(Selected text)
The majority of couples in conflict polarize, which means they may separate and adopt two very different ways of coping with relationship struggles. Emotionally focused therapists use the terms "pursuer" and "withdrawer" to describe these positions.

The "pursuer" is the one who engages and continues to try and work out the conflict or issue. The withdrawer, however, pulls away. And the more the pursuer pushes the issue, the more the withdrawer removes themselves emotionally.

This kind of behavior is a sign that you and your partner need to increase your emotional intelligence and learn how to give emotional support for each other.

Often, pursuers are female and withdrawers are male — which may explain why when you're upset your guy seems to "shut down" emotionally. Though the opposite is sometimes the case, it's more common for men to withdraw and women to pursue.

Relationships with two withdrawers can find themselves immobilized; rarely do you find two pursuers in a relationship.

When pursuers feel insecure, they express their emotions in an attempt to gain emotional reassurance from their partners. They want to know that their partner feels as deeply about an issue as they do.

If their partner does not respond with emotional authenticity and accurately mirror their emotions, the pursuer becomes even more insecure. They try again with even more emotional intensity to get the point across.

The expectation is that more emotion will surely pull at the heartstrings of their beloved. But that's not the case.

If the lack of emotional response persists, the pursuer often expresses emotion by going on the offensive. They may use exasperation — doggedly continuing their argument — to try to get the withdrawer to engage, and the conflict escalates.

Withdrawers become immobilized when confronted by their pursuing partner’s heightened emotion. They tend to be uncomfortable expressing, or even feeling, emotion in the first place.

They'll often try to come across as unaffected by the emotion aimed at them. In the withdrawer’s mind, expressing emotion will only make the situation worse.

He may be afraid that if he allows himself to express his feelings, an angry outburst could result, and that will not be productive. It's certainly not what the pursuing partner is going after.

Why does your man shut down emotionally? Well in most cases, a withdrawer feels overwhelmed and does not know how to use emotion to respond to the angry protest of his pursuing partner.
(End Selected text)
(Entries shown)
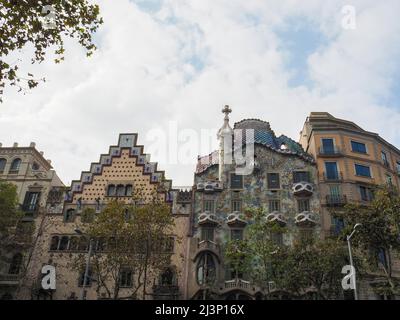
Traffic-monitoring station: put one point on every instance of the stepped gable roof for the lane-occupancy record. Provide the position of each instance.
(125, 141)
(263, 135)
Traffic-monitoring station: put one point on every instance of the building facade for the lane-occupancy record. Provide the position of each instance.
(283, 182)
(117, 174)
(351, 163)
(33, 176)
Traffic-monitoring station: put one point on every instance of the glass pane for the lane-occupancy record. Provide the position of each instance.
(331, 170)
(328, 146)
(End Entries shown)
**What the task asks**
Proceed with the text on pursuers and withdrawers in couple conflict, starting after its final sentence. The listing is not required for anything that follows.

**Response for this exercise**
The way to break this cycle is by increasing your emotional intelligence and awareness.

This pursue-withdraw dynamic creates the perfect storm in nearly every troubled relationship.

The pursuer’s emotional flooding, or overload, causes the withdrawer to almost automatically flee and shut down emotionally rather than fight for the relationship. This pushes the primitive panic button in the pursuer.

Pursuers must see their partner’s emotion. They must know that their partner cares about their pain by responding with emotion. If this does not happen, the pursuit will continue on and on.

Couples caught in this negative cycle of interaction repeatedly fall into the same pattern of conflict. This is confusing and painful, and often hurts the relationship.

In time, the smallest disagreement can send you into the spiral of another negative cycle.

When this happens, rather than giving each other the emotional reassurance necessary to restore intimacy, each person defends why he or she is hurting the other.

The cycle is driven by unacknowledged vulnerable emotions, most of which are based on the couple’s fears of losing the relationship.

One would think it would be so simple for people who love each other to simply acknowledge how afraid they are of losing each other; nothing could be further from the truth.

When the withdrawer is afraid of losing love, they'll instinctively move into a posture of self-protection. However, this reaction only validates your partner’s fear that you really don't care. And your self-protection — emotional withdrawal — escalates our partner’s fear.

Pursuers usually trigger withdrawers by blaming. Withdrawers trigger pursuers by silence and facial expressions that are invalidating.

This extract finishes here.